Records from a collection

___

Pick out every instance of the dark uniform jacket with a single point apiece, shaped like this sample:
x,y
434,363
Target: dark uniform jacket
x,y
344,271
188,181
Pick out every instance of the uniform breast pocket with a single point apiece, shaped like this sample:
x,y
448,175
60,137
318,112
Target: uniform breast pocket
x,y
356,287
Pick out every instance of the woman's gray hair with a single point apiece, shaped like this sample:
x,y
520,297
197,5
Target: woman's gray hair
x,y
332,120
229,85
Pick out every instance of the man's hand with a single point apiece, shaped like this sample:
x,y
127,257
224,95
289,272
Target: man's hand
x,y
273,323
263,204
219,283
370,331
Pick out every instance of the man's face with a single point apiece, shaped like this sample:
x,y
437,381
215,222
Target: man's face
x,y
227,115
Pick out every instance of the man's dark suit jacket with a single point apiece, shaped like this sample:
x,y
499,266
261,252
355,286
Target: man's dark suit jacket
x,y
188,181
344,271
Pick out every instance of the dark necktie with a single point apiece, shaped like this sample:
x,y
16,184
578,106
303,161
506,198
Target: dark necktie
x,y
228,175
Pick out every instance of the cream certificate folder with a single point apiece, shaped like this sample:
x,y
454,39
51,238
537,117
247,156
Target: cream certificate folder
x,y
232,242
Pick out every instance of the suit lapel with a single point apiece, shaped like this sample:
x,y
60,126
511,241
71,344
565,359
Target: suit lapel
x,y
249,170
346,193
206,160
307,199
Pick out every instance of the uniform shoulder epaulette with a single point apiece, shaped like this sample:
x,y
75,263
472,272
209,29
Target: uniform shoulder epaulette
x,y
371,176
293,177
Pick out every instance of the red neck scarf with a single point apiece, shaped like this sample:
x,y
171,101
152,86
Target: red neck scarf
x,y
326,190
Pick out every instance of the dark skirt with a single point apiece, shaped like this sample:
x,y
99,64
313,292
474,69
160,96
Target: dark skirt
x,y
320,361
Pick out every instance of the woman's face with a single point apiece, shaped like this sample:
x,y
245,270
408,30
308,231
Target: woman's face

___

The problem: Substitute "single mark apiece" for "single point apiece" everywhere in the lines above, and write out all the lines again with nothing else changed.

Output:
Pick out every instance of the dark uniform jacket with a single mark apiece, shaped like this sample:
x,y
434,363
Target: dark uniform jacket
x,y
344,271
188,181
Pick out every instance of the uniform breast pocket with a single mark apiece, shaped like this sample:
x,y
448,175
60,137
318,112
Target: uniform breast pocket
x,y
356,287
Pick out every instance of the woman's gray hair with a single mark apiece, shaped like this sample:
x,y
520,297
197,5
Target: woman's gray hair
x,y
332,120
229,85
Pick out every instance of the man's hand with a single mark apiece, shaped like this sample:
x,y
127,257
224,95
289,272
Target: man's hand
x,y
273,323
263,204
219,283
370,331
Pick out every instance of the man's face with a single mark apiece, shaped like this sample:
x,y
437,381
215,222
Target: man's face
x,y
227,115
Pick out every instance of the man's dark suit jacket with a single mark apiece, shaped like this sample:
x,y
499,266
261,252
355,286
Target: man's dark suit jacket
x,y
188,181
344,271
Pick out every instance of the dark necktie with a single mark apiece, shaped like this sample:
x,y
16,184
578,106
303,161
506,198
Target: dark necktie
x,y
228,175
Pick out every instance of the cream certificate folder with a single mark apiece, shaped like this sample:
x,y
454,39
51,238
537,117
247,156
Target: cream certificate folder
x,y
232,242
Pick out every instance of the suit lapel with a single mark apiece, shaped like this sample:
x,y
60,126
511,241
71,344
565,359
Target: suit lapel
x,y
249,170
346,193
206,160
307,199
Pick out every instance of the uniform shoulder epaulette with a single mark apiece, shaped like this sample:
x,y
75,263
472,272
209,29
Target: uniform shoulder epaulette
x,y
371,176
293,177
Pick out every instance of the red neck scarf with a single mark apiece, shaped like this sample:
x,y
171,101
152,86
Target: red neck scarf
x,y
326,190
Pick out every instance of the dark skirt with a single mark apiece, shaped like this sample:
x,y
99,64
313,292
474,69
160,96
Target: dark skirt
x,y
320,361
Pick out every instance of the woman's face with a single mark apiece, shaped like this sample:
x,y
245,270
408,30
308,231
Target: woman's face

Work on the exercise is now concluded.